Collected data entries
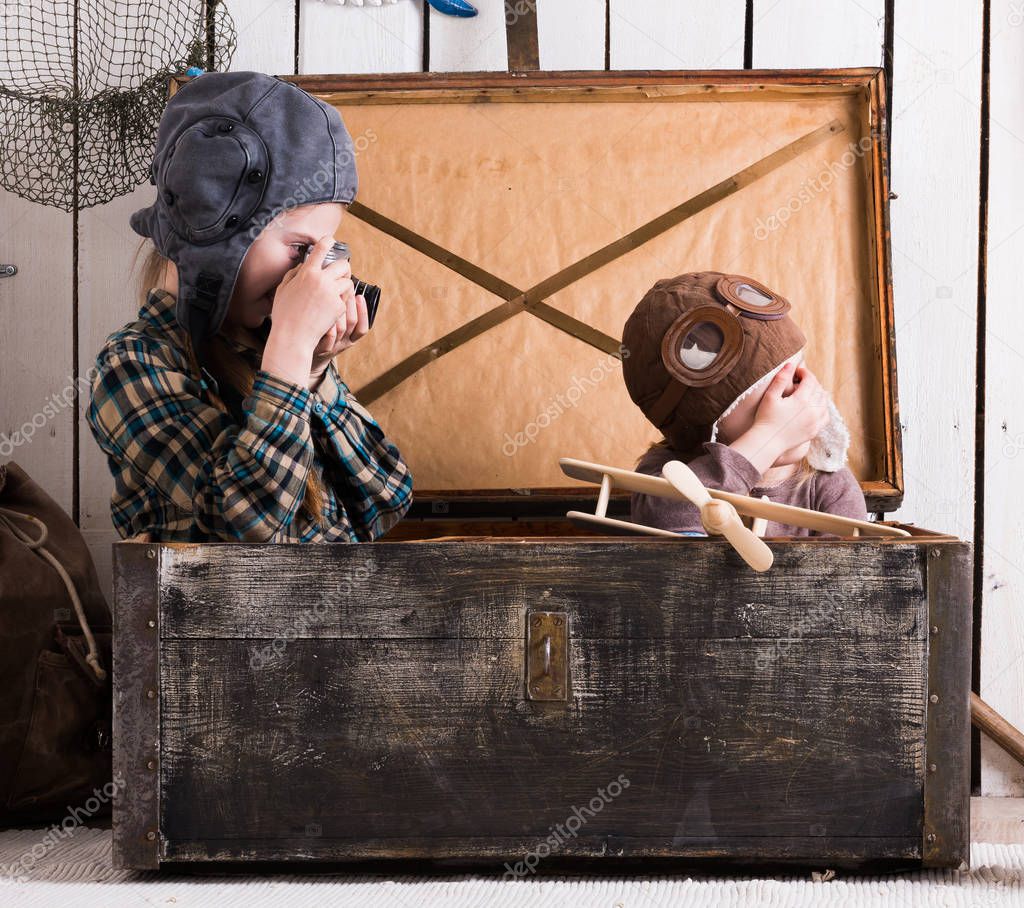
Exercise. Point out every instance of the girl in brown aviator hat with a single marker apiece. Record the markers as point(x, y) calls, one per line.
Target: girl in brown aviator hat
point(716, 363)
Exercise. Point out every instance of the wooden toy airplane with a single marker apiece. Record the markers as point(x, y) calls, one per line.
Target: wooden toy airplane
point(719, 510)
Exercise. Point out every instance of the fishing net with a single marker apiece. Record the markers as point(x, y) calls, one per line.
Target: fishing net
point(83, 84)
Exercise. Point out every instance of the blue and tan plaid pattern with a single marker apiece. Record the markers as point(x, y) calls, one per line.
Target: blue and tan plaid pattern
point(184, 471)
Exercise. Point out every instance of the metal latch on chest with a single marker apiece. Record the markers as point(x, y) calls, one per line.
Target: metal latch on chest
point(547, 655)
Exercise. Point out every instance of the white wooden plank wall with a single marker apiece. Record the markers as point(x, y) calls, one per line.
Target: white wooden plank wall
point(936, 122)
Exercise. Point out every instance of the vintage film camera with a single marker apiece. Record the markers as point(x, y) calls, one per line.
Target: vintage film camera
point(371, 293)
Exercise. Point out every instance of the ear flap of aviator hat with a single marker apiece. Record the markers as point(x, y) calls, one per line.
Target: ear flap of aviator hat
point(233, 150)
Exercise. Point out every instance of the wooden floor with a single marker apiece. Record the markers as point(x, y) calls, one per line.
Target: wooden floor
point(997, 820)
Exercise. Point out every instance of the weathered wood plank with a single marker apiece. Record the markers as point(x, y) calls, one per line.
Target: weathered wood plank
point(136, 707)
point(435, 737)
point(627, 589)
point(947, 782)
point(586, 853)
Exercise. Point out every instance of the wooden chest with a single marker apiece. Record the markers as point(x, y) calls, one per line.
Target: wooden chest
point(489, 685)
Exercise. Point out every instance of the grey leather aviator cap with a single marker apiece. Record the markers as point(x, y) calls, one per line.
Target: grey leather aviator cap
point(235, 149)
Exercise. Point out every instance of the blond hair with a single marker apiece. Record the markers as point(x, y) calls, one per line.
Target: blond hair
point(226, 365)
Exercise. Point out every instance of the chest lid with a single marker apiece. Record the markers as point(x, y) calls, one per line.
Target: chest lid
point(514, 221)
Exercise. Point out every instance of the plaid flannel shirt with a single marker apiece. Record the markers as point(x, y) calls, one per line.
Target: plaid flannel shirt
point(185, 471)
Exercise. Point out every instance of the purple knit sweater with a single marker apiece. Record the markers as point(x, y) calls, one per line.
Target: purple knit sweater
point(727, 470)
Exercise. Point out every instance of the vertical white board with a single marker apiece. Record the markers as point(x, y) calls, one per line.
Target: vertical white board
point(360, 39)
point(817, 34)
point(108, 300)
point(570, 34)
point(265, 36)
point(682, 35)
point(477, 44)
point(1003, 604)
point(36, 370)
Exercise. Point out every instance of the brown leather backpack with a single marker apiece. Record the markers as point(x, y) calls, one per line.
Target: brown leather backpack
point(55, 696)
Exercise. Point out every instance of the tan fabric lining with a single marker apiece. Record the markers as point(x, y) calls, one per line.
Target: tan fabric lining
point(523, 190)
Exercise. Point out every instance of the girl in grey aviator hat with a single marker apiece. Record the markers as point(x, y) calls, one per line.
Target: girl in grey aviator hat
point(220, 407)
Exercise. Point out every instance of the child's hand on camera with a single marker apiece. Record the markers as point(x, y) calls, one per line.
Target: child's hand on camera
point(341, 335)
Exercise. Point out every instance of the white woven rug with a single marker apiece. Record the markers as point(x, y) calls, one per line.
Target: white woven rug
point(76, 871)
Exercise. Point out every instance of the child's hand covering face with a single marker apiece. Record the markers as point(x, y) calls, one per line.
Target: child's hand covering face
point(793, 408)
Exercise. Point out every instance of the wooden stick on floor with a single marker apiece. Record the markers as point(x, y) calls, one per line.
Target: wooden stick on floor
point(1009, 737)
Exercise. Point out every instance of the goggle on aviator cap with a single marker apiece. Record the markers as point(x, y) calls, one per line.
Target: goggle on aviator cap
point(699, 343)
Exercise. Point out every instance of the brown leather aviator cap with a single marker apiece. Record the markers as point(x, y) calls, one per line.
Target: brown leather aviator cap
point(697, 343)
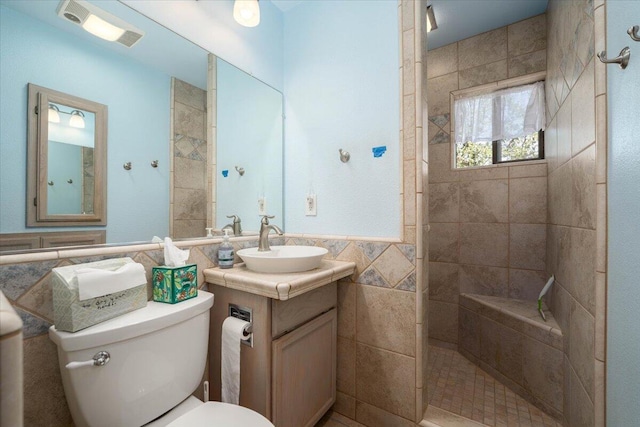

YOUR GOAL:
Retype the rows from their first line through the line with "point(716, 363)", word for word. Leave the pictures out of your answer.

PROBLEM SOLUTION:
Exercise. Point out every instance of the girl in brown aviator hat with a single marker apiece. Record the markers as point(x, y) calls, one per line.
Target: girl in brown aviator hat
point(716, 363)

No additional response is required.